### [How to complete this task]
This task calls for every entry below to be repeated exactly.

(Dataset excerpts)
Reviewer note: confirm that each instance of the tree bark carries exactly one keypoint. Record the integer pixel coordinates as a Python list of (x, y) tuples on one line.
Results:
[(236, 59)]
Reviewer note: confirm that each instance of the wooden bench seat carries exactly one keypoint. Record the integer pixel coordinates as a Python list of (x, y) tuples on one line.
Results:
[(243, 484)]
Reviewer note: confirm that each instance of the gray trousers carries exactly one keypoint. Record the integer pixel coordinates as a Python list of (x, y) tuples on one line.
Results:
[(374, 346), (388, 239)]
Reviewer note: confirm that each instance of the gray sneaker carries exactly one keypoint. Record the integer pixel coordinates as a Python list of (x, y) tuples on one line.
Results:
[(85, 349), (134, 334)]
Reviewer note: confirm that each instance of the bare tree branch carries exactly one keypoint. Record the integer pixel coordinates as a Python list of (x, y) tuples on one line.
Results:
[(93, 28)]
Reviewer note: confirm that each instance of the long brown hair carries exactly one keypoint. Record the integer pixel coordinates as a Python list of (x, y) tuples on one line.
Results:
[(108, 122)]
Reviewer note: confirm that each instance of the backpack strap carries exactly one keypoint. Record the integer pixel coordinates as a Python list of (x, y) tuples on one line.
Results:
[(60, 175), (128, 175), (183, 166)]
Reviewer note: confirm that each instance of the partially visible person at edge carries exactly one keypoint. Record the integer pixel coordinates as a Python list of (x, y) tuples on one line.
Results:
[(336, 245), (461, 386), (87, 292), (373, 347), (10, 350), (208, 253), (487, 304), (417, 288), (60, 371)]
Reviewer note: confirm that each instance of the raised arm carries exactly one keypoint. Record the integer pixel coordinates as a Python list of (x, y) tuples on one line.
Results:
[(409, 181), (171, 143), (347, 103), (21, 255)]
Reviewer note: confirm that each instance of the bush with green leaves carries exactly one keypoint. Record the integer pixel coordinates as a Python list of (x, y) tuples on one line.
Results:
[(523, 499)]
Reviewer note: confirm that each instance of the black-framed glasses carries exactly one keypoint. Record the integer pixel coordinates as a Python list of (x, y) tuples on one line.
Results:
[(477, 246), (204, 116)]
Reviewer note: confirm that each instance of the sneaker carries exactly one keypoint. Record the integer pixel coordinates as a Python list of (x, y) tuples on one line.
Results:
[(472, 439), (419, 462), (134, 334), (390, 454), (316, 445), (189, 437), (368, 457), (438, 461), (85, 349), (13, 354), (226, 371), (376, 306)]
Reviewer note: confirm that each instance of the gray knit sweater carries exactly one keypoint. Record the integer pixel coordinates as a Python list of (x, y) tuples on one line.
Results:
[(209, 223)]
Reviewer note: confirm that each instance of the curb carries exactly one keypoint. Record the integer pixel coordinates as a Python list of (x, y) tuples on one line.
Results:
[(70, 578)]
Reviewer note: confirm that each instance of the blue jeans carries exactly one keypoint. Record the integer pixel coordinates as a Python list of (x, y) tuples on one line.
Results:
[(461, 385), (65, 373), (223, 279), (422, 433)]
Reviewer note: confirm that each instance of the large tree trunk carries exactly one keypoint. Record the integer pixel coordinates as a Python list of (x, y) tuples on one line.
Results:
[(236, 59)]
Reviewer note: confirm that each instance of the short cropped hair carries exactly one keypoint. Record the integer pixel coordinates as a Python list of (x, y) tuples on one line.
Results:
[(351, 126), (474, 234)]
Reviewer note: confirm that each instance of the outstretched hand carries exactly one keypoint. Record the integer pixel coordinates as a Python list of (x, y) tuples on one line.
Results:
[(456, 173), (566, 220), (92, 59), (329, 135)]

### [Output of the exercise]
Reviewer note: confirm that each instance of the tree bark carries exactly one keypoint. Record the integer pixel coordinates as a Python list of (x, y) tuples on one line.
Results:
[(236, 59)]
Reviewer note: confirm that each instance of the wooden bench seat carries exactly one keypoint. Record the integer pixel coordinates as a Python list of (x, y) tuples on one line.
Results:
[(243, 484)]
Reviewer note: confirm that each instance of the gray trousers carries exactly one keypoint. Record the integer pixel coordinates as a Python list of (x, y) tuples on one line.
Results:
[(374, 346), (388, 239)]
Reviewer note: confirm that each instance of the gray sneaker carries exactly one keypoint. Record the integer pixel coordinates as a Python list of (x, y) tuples on one line.
Results:
[(85, 349), (134, 334)]
Reviewer note: confirm that each instance of the bare tree branch carries exactly one keypoint. Record the integer pixel coordinates as a Python list of (x, y) tuples on one line.
Results:
[(93, 28)]
Reviewer note: confirm that each instance of the long brown hair carries exactly one keypoint. Record the integer pixel coordinates as a Python list of (x, y) tuples on one line.
Results:
[(108, 122)]
Reviewer note: confirm that each instance of the backpack strap carries exactly one keypoint. Record the integer pixel coordinates as a Python list of (x, y) tuples on one line.
Results:
[(60, 175), (128, 175), (183, 166)]
Reviewer note: confirm that each instance of the partially visible person at edge carries exactly one keypoint. Record the integer pixel coordinates as a Python list of (x, y) tuples on one line.
Results:
[(336, 245), (461, 386), (87, 292), (373, 347), (10, 350), (208, 253), (487, 304), (417, 288), (60, 371)]
Reviewer note: confirm that each instance of the raised arm carries exactly one keypoint. Record the integer pixel coordinates as a Python list of (x, y) tuples on one line.
Results:
[(409, 181), (171, 143), (347, 103), (21, 255)]
Reviewer note: confirm that each instance of the bush with green leaves carries exactly one keypoint. Record the integer pixel coordinates as a Python list of (x, y) tuples on one line.
Results:
[(523, 499)]
Reviewer note: confirm that each instance of the black-framed glasses carries exactly one keypoint. Record the integer pixel coordinates as a Python list of (x, y) tuples on one line.
Results:
[(477, 246), (204, 116)]
Reviewer note: confirm that each instance of the sneaker carries exactly one keypoint. Record the integer pixel coordinates as a Python list of (x, y) tuples on one line.
Results:
[(472, 439), (419, 462), (134, 334), (390, 454), (316, 445), (189, 437), (368, 457), (438, 461), (85, 349), (13, 354), (226, 371), (376, 306)]
Reviewer note: confirm that each instance of the gray knit sweater carries exactly one keypoint. Record the integer pixel coordinates as a Python list of (x, y) tuples on one line.
Results:
[(209, 223)]
Reviewer note: confirm that each instance of the curb carries exactly one keypoint. Record the integer pixel coordinates as a Python list of (x, y) tuples on one line.
Results:
[(70, 578)]
Reviewer note: confirm that each instance of the blue jeans carries exactly one keypoint. Record the integer pixel coordinates as a Python list of (x, y) tuples on one line.
Results:
[(461, 385), (65, 373), (223, 279), (422, 433)]
Reviewer note: confirm that each instance of the large tree trunk carries exactly one keypoint. Record the integer pixel coordinates as a Python list of (x, y) tuples on one line.
Results:
[(236, 59)]
Reviewer note: confirm that each instance of the short cropped hair carries exactly one keypoint. Record the integer pixel coordinates as a Python list of (x, y) tuples on one line.
Results:
[(351, 126), (474, 234)]
Reviewer note: confirm that each instance of the outstretched hand carries exactly one keypoint. Record the integer pixel coordinates as a Python list of (x, y) tuples on one line.
Results:
[(456, 173), (566, 220), (92, 59), (329, 135)]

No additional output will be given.